## Start PROVIDED MATERIAL

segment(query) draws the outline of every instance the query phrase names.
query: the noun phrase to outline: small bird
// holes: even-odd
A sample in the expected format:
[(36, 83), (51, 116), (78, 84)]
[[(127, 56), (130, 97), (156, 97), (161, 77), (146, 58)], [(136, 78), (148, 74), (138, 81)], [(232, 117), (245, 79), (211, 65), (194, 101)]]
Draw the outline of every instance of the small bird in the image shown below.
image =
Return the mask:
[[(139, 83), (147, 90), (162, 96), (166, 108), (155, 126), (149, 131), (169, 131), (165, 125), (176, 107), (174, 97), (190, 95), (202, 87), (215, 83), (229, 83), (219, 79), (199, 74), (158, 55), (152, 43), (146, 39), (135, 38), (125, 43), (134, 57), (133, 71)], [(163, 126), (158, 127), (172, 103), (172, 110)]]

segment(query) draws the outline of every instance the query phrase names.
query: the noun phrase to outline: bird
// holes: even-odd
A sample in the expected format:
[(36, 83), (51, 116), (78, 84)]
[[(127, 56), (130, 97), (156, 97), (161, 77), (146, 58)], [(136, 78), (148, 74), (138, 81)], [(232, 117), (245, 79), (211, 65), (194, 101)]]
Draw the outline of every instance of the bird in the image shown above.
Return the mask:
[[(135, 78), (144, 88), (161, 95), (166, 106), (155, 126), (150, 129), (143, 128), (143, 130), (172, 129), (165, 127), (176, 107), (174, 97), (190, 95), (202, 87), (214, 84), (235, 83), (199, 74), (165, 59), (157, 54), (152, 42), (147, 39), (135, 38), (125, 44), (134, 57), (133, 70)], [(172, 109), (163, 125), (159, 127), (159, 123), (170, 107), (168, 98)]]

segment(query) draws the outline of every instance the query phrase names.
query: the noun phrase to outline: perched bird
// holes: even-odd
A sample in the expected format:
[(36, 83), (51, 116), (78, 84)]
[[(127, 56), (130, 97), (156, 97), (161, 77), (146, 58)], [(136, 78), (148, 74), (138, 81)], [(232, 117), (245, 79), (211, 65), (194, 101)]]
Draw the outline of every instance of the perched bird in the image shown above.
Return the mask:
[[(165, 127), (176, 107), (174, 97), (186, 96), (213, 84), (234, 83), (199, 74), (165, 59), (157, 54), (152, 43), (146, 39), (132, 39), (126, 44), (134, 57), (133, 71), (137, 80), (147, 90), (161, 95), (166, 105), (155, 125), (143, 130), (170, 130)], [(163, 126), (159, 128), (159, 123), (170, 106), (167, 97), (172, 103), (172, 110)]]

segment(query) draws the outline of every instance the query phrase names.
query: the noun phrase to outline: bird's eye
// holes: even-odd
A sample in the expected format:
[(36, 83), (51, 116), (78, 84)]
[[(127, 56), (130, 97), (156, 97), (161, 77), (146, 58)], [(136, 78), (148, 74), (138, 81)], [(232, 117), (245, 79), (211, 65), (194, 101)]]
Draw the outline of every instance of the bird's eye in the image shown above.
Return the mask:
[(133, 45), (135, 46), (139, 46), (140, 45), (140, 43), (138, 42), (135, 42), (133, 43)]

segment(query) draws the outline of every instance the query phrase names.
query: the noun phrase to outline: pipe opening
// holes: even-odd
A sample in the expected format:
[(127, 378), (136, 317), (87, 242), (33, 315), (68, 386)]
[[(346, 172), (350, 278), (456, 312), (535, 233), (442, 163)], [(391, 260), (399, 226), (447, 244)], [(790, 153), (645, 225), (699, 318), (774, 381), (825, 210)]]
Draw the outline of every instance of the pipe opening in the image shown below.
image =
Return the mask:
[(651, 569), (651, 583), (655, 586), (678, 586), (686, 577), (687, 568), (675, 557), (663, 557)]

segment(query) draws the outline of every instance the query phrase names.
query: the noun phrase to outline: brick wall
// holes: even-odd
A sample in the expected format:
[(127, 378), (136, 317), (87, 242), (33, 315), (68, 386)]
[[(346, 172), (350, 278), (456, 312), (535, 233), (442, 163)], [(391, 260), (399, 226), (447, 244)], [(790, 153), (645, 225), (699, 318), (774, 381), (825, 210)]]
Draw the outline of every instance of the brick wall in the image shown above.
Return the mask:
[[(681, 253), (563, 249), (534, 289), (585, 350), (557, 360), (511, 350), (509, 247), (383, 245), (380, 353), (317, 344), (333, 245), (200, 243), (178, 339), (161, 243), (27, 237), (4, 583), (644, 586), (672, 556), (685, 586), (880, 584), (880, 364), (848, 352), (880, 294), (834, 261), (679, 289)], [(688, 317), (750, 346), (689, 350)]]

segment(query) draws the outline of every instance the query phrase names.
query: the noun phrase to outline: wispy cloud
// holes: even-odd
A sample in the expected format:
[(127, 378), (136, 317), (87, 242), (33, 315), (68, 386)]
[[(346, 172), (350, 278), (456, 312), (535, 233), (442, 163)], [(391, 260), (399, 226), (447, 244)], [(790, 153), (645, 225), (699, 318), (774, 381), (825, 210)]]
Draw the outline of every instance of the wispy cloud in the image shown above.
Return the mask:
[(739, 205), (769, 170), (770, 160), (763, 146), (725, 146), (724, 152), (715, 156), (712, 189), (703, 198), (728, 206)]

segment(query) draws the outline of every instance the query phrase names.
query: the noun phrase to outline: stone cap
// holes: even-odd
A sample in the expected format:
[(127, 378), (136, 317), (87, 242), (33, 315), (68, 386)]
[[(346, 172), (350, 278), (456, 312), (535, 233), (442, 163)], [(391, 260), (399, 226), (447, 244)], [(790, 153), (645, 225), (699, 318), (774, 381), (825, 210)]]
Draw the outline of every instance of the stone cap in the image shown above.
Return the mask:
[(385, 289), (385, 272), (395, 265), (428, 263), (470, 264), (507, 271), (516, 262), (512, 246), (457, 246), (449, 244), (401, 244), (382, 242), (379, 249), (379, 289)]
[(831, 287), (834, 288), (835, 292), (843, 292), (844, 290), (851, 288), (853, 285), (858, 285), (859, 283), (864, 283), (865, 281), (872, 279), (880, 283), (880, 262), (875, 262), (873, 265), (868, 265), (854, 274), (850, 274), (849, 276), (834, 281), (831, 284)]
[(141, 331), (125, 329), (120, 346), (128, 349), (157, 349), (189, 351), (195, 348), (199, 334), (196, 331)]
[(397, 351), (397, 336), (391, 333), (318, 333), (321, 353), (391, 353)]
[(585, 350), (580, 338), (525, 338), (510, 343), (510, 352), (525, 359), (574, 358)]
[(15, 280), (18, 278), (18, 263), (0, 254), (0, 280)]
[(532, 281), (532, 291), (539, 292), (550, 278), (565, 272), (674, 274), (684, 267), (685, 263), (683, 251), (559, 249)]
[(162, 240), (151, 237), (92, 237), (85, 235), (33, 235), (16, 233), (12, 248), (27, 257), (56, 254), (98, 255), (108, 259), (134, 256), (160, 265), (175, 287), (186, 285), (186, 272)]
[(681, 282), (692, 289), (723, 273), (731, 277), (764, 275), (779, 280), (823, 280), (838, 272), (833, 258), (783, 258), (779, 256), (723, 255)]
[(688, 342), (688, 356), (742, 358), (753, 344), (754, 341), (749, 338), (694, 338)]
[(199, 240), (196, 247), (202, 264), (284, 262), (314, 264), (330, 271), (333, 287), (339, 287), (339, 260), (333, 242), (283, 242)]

## End PROVIDED MATERIAL

◆ SHORT EXERCISE
Take the records above and return them exactly as written.

◆ ANSWER BELOW
segment(query) draws the outline of every instance the query phrase names.
query: the noun phrase to outline: small bird
// holes: even-odd
A sample in the expected format:
[(36, 83), (51, 116), (78, 84)]
[[(127, 56), (130, 97), (156, 97), (161, 77), (146, 58)], [(136, 78), (148, 74), (138, 81)], [(232, 117), (245, 79), (211, 65), (194, 101)]]
Draw the outline of every instance of the small bird in the image shown below.
image =
Return the mask:
[[(139, 83), (147, 90), (162, 96), (166, 108), (155, 126), (149, 131), (169, 131), (165, 125), (176, 107), (174, 97), (190, 95), (202, 87), (215, 83), (229, 83), (219, 79), (199, 74), (158, 55), (152, 43), (146, 39), (135, 38), (125, 43), (134, 57), (133, 71)], [(163, 126), (158, 127), (172, 103), (172, 110)]]

segment(query) draws the outline of every instance the query phrase names.
query: the noun phrase to outline: bird
// holes: even-odd
A sample in the expected format:
[(36, 83), (51, 116), (78, 84)]
[[(127, 56), (130, 97), (156, 97), (161, 77), (146, 58)], [(136, 78), (148, 74), (138, 81)], [(232, 117), (245, 79), (211, 65), (194, 101)]]
Draw the outline of every instance of the bird in the image shown above.
Return the mask:
[[(135, 78), (144, 88), (161, 95), (166, 106), (155, 126), (150, 129), (143, 128), (143, 130), (172, 129), (165, 127), (176, 107), (174, 97), (190, 95), (202, 87), (214, 84), (235, 83), (199, 74), (165, 59), (157, 54), (152, 42), (147, 39), (135, 38), (125, 44), (134, 57), (133, 70)], [(172, 109), (163, 125), (159, 127), (159, 123), (170, 107), (168, 98)]]

segment(query) draws the outline of every instance the query phrase names.
query: the noun phrase to outline: perched bird
// holes: even-odd
A sample in the expected format:
[(36, 83), (51, 116), (78, 84)]
[[(127, 56), (130, 97), (156, 97), (161, 77), (146, 58)], [(136, 78), (148, 74), (138, 81)], [(232, 117), (245, 79), (211, 65), (194, 101)]]
Draw the outline of every instance of the perched bird in the image shown above.
Return the mask:
[[(165, 127), (176, 107), (174, 97), (186, 96), (213, 84), (234, 83), (199, 74), (165, 59), (157, 54), (152, 43), (146, 39), (132, 39), (126, 44), (134, 57), (133, 71), (137, 80), (147, 90), (161, 95), (166, 105), (155, 125), (143, 130), (170, 130)], [(163, 126), (159, 128), (159, 123), (170, 106), (167, 97), (172, 103), (172, 110)]]

segment(query) draws the outline of every instance the query phrase names.
query: the noun phrase to outline: bird's eye
// holes: even-odd
A sample in the expected format:
[(36, 83), (51, 116), (78, 84)]
[[(127, 56), (130, 97), (156, 97), (161, 77), (146, 58)], [(136, 78), (148, 74), (138, 81)], [(232, 117), (245, 79), (211, 65), (194, 101)]]
Draw the outline of every instance of the bird's eye in the image shown above.
Return the mask:
[(133, 45), (135, 46), (139, 46), (140, 45), (140, 43), (138, 42), (135, 42), (133, 43)]

segment(query) draws the outline of every instance the query phrase names.
query: the noun phrase to outline: pipe opening
// holes: even-odd
A sample in the expected format:
[(127, 378), (136, 317), (87, 242), (33, 315), (68, 386)]
[[(346, 172), (350, 278), (456, 312), (535, 233), (442, 163)], [(391, 260), (399, 226), (447, 244)], [(790, 153), (645, 225), (699, 318), (774, 381), (825, 210)]]
Draw the outline of every instance of the pipe opening in the image shown below.
image =
Return the mask:
[(651, 569), (651, 583), (655, 586), (678, 586), (686, 577), (687, 568), (675, 557), (663, 557)]

segment(query) draws the outline of every instance the query phrase names.
query: the noun phrase to outline: brick wall
// holes: even-odd
A sample in the expected format:
[(127, 378), (136, 317), (87, 242), (33, 315), (68, 386)]
[[(346, 172), (350, 278), (456, 312), (535, 233), (442, 163)], [(391, 260), (399, 226), (447, 244)], [(790, 153), (645, 225), (699, 318), (774, 381), (825, 210)]]
Draw the outline of every instance of the brick wall in the image shown above.
Return the mask:
[[(681, 253), (563, 249), (534, 289), (585, 350), (557, 360), (511, 350), (509, 247), (383, 245), (380, 353), (317, 344), (333, 245), (200, 243), (178, 339), (161, 243), (27, 237), (4, 583), (644, 586), (672, 556), (685, 586), (880, 584), (880, 364), (848, 352), (880, 294), (834, 261), (679, 289)], [(688, 317), (750, 346), (689, 350)]]

segment(query) draws the outline of every instance the query phrase names.
query: the noun phrase to outline: wispy cloud
// holes: even-odd
A sample in the expected format:
[(127, 378), (136, 317), (87, 242), (33, 315), (68, 386)]
[[(346, 172), (350, 278), (456, 312), (535, 233), (442, 163)], [(391, 260), (399, 226), (447, 244)], [(790, 153), (645, 225), (699, 318), (774, 381), (825, 210)]]
Draw the outline of every instance of the wispy cloud in the image shown above.
Return the mask:
[(739, 205), (769, 170), (770, 160), (763, 146), (725, 146), (724, 152), (715, 156), (712, 189), (703, 198), (728, 206)]

segment(query) draws the outline of every instance the query phrase names.
query: the noun phrase to outline: stone cap
// holes: even-odd
A sample in the expected format:
[(127, 378), (136, 317), (87, 242), (33, 315), (68, 386)]
[[(346, 172), (350, 278), (456, 312), (535, 233), (442, 163)], [(391, 260), (399, 226), (447, 244)], [(790, 153), (645, 225), (699, 318), (774, 381), (825, 210)]]
Draw the outline of every instance of the stone cap in the image shown above.
Return the mask:
[(385, 289), (385, 272), (395, 265), (428, 263), (470, 264), (507, 271), (516, 262), (512, 246), (457, 246), (449, 244), (401, 244), (382, 242), (379, 249), (379, 289)]
[(831, 287), (834, 288), (835, 292), (843, 292), (844, 290), (851, 288), (853, 285), (858, 285), (859, 283), (864, 283), (865, 281), (872, 279), (880, 283), (880, 262), (875, 262), (873, 265), (868, 265), (854, 274), (850, 274), (849, 276), (834, 281), (831, 284)]
[(141, 331), (125, 329), (120, 346), (128, 349), (157, 349), (189, 351), (195, 348), (199, 334), (196, 331)]
[(397, 351), (397, 336), (391, 333), (318, 333), (321, 353), (391, 353)]
[(585, 350), (580, 338), (525, 338), (510, 343), (510, 352), (525, 359), (574, 358)]
[(15, 280), (18, 278), (18, 263), (0, 254), (0, 280)]
[(532, 281), (532, 291), (539, 292), (550, 278), (565, 272), (674, 274), (684, 267), (685, 263), (683, 251), (559, 249)]
[(162, 240), (151, 237), (92, 237), (85, 235), (33, 235), (16, 233), (12, 248), (27, 257), (56, 254), (98, 255), (108, 259), (134, 256), (160, 265), (175, 287), (186, 285), (186, 272)]
[(681, 282), (692, 289), (723, 273), (731, 277), (764, 275), (779, 280), (823, 280), (838, 272), (833, 258), (783, 258), (779, 256), (723, 255)]
[(688, 342), (688, 356), (742, 358), (753, 344), (754, 341), (749, 338), (694, 338)]
[(199, 240), (196, 247), (202, 264), (284, 262), (314, 264), (330, 271), (333, 287), (339, 287), (339, 260), (333, 242), (283, 242)]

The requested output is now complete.